Exercise description -
Rewrite everything from "In that case, see" down to "the time being." in the email thread below, putting "thread dump" wherever "stack trace" appears.

Given passage -
**********

Hi Tim,

jps should show it running if it's "hung".

In that case, see if you can get a stack trace using "jstack <pid>".
Paste that trace and we may be able to figure out where it's hung up.

-Todd

On Thu, Oct 15, 2009 at 12:12 AM, tim robertson
<[email protected]> wrote:
> Thanks for the info Todd,
>
>> I have also seen this error, but it's not fatal.
> Ok, I'll ignore it for the time being.
>
>> Is this log from just the NameNode or did you tail multiple logs? It
>> seems odd that your namenode would be trying to make an IPC client to
>> itself (port 8020).
>
> Just the name node.
>
>> After you see these messages, does your namenode shut down?
>
> It kind of just hangs really (Already tried 9 times, Already tried 10 times 
> etc)

**********

Supplied information -
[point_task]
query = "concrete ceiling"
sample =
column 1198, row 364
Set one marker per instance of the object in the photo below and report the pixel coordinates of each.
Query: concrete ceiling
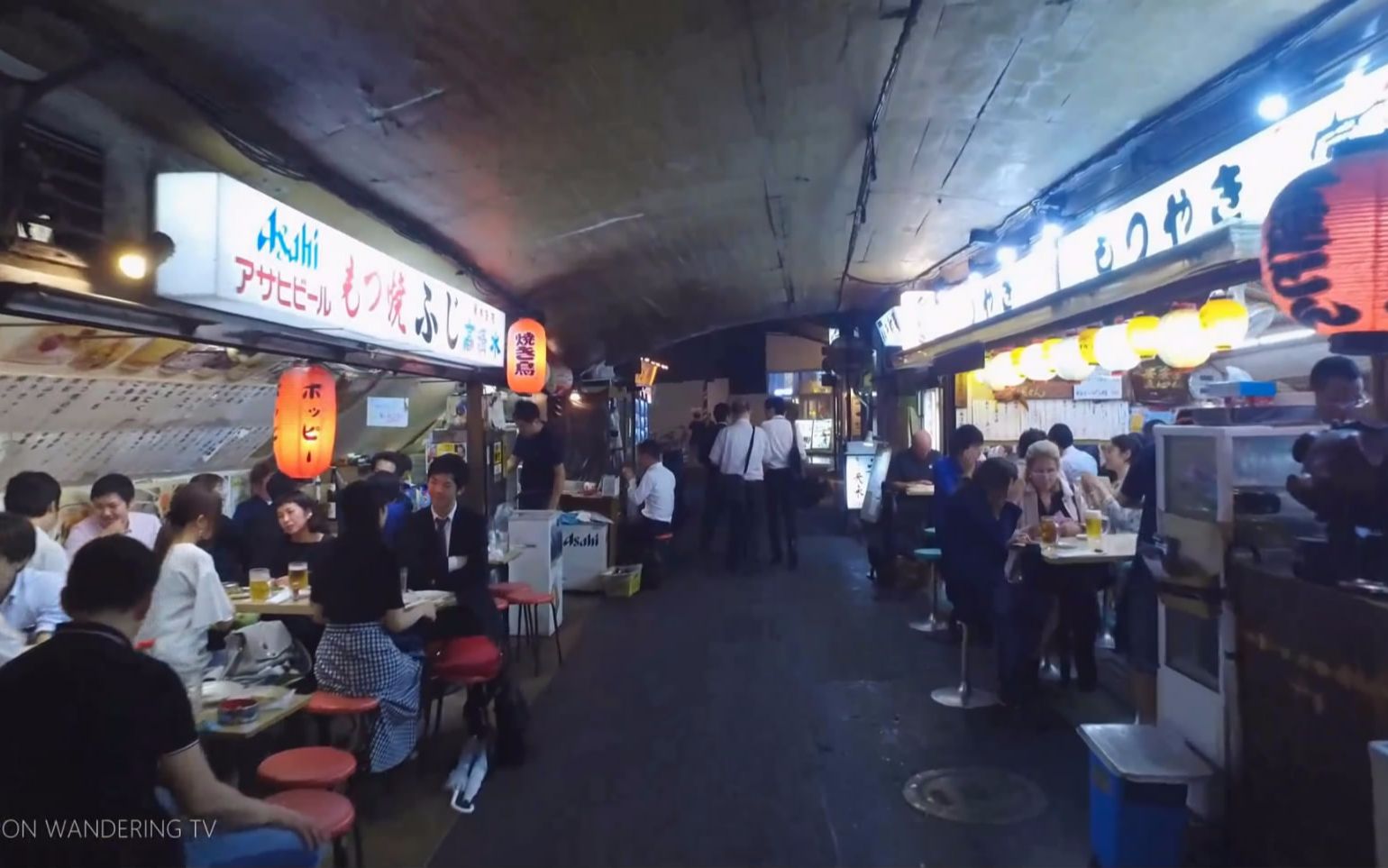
column 644, row 171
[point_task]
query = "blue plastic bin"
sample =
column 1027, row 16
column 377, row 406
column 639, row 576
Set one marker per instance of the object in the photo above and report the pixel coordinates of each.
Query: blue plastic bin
column 1138, row 780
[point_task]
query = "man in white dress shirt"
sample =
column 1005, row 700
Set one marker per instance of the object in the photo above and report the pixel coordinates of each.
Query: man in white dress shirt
column 783, row 464
column 111, row 516
column 653, row 496
column 30, row 600
column 35, row 495
column 740, row 453
column 1074, row 461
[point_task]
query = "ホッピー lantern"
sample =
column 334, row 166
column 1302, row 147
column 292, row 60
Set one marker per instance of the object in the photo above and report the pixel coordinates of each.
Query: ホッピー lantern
column 526, row 357
column 1324, row 260
column 306, row 421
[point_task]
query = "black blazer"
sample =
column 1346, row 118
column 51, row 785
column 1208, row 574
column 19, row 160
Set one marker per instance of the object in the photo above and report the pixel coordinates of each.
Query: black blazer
column 428, row 568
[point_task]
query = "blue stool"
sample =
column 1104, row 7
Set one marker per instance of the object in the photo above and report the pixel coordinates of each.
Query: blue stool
column 930, row 557
column 1138, row 777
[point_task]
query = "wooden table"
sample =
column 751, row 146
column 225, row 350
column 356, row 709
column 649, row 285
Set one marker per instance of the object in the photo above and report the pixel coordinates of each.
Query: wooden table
column 1118, row 547
column 277, row 704
column 303, row 608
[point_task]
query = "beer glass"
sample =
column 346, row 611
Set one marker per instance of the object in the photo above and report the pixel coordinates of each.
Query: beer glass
column 297, row 577
column 260, row 585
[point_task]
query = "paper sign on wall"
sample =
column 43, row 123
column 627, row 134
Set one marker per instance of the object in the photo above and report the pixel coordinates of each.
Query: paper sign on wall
column 388, row 413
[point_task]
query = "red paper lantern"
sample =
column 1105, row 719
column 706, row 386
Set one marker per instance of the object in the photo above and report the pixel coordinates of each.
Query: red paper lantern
column 1326, row 248
column 526, row 357
column 306, row 421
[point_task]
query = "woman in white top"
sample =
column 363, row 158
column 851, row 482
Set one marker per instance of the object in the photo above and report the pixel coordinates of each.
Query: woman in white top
column 189, row 598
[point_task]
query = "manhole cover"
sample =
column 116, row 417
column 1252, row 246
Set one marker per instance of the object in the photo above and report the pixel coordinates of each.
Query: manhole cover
column 974, row 795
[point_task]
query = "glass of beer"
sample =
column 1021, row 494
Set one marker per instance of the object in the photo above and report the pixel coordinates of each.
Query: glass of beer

**********

Output for this exercise -
In that case, see if you can get a thread dump using "jstack <pid>".
Paste that trace and we may be able to figure out where it's hung up.

-Todd

On Thu, Oct 15, 2009 at 12:12 AM, tim robertson
<[email protected]> wrote:
> Thanks for the info Todd,
>
>> I have also seen this error, but it's not fatal.
> Ok, I'll ignore it for the time being.